Testo di lettura —

★ ★ ★

Campo largo? Macché!
La rinuncia di Manfredi manda nel caos Pd e M5S e smaschera l’accozzaglia del centrosinistra
Caro Riformista, la “rinuncia” dell’ex ministro Gaetano Manfredi (che conosco e apprezzo) alla candidatura a sindaco è stata un terremoto, ma non mi ha sorpreso. Gaetano è uomo di scienza, preparato e rigoroso, e ho sempre pensato che avvertisse fastidio verso chi lo tirava per la giacca nel tentativo di trascinarlo in un improbabile terreno di contesa con più di venti liste in campo (12 delle quali, convocate dal salernitano vicepresidente della Regione Fulvio Bonavitacola, pretendevano di dettare l’agenda politico-programmatica e leadership ai principali partiti della coalizione).

★ ★ ★

Dati estratti —
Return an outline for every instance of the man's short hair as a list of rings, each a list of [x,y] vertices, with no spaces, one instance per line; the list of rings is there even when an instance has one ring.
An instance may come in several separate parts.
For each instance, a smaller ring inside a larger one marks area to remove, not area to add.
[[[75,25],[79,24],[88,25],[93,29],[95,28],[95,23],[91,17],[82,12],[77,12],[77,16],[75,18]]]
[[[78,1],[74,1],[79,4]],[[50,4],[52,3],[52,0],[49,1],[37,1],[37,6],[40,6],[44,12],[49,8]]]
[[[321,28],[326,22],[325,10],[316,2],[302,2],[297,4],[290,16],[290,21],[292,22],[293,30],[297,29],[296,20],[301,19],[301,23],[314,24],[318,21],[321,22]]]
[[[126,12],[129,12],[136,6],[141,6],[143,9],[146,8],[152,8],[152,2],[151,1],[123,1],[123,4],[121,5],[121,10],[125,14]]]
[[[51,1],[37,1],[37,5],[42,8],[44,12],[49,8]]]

★ ★ ★

Consegna 1 —
Nel testo sulla rinuncia di Manfredi, chi aveva convocato le 12 liste che pretendevano di dettare l'agenda ai principali partiti della coalizione?
Consegna 2 —
Stabilisci se ciascuna affermazione concorda con il testo sulla rinuncia di Manfredi, rispondendo sì o no e citando le parole decisive.
(a) Chi scrive conosce e apprezza Gaetano Manfredi.
(b) La rinuncia di Manfredi ha sorpreso chi scrive.
(c) Le liste in campo erano meno di dieci.
Consegna 3 —
Ricopia dal testo sulla rinuncia di Manfredi il passo compreso tra "La rinuncia di" e "partiti della coalizione).", estremi inclusi.

Soluzione 1 —
Il salernitano vicepresidente della Regione Fulvio Bonavitacola.

Soluzione 2 —
(a) Sì: "che conosco e apprezzo".
(b) No: "ma non mi ha sorpreso".
(c) No: "con più di venti liste in campo".

Soluzione 3 —
La rinuncia di Manfredi manda nel caos Pd e M5S e smaschera l’accozzaglia del centrosinistra
Caro Riformista, la “rinuncia” dell’ex ministro Gaetano Manfredi (che conosco e apprezzo) alla candidatura a sindaco è stata un terremoto, ma non mi ha sorpreso. Gaetano è uomo di scienza, preparato e rigoroso, e ho sempre pensato che avvertisse fastidio verso chi lo tirava per la giacca nel tentativo di trascinarlo in un improbabile terreno di contesa con più di venti liste in campo (12 delle quali, convocate dal salernitano vicepresidente della Regione Fulvio Bonavitacola, pretendevano di dettare l’agenda politico-programmatica e leadership ai principali partiti della coalizione).